=== REQUEST ===
Reproduce, character for character, the lines of the listing below from the one containing "the woman in" through the end of the listing, including both ends.
● ● ● ● ● ● ●
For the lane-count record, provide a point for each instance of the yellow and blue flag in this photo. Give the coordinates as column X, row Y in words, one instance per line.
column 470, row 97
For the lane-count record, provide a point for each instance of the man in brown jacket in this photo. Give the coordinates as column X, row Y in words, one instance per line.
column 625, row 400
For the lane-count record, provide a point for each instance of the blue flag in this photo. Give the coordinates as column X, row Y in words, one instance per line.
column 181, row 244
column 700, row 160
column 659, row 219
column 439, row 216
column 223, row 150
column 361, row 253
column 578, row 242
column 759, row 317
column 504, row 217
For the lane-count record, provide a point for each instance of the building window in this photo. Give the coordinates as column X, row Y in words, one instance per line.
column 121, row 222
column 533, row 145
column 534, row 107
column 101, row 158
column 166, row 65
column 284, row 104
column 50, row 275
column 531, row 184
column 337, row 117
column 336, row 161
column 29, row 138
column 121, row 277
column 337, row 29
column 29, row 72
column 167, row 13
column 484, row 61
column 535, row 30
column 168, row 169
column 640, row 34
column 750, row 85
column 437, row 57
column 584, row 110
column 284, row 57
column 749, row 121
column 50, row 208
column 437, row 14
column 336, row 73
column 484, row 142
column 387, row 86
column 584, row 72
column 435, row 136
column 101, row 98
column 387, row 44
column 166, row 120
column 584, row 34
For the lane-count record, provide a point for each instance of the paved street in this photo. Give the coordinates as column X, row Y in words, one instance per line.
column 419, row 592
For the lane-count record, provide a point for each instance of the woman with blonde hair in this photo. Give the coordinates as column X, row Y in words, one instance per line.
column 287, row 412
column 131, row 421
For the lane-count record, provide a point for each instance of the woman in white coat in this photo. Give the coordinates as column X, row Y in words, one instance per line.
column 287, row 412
● ● ● ● ● ● ●
=== RESPONSE FOR THIS EXERCISE ===
For the lane-count record, provide a point for each instance of the woman in white coat in this photo. Give the coordinates as column X, row Y in words, one instance per line.
column 287, row 412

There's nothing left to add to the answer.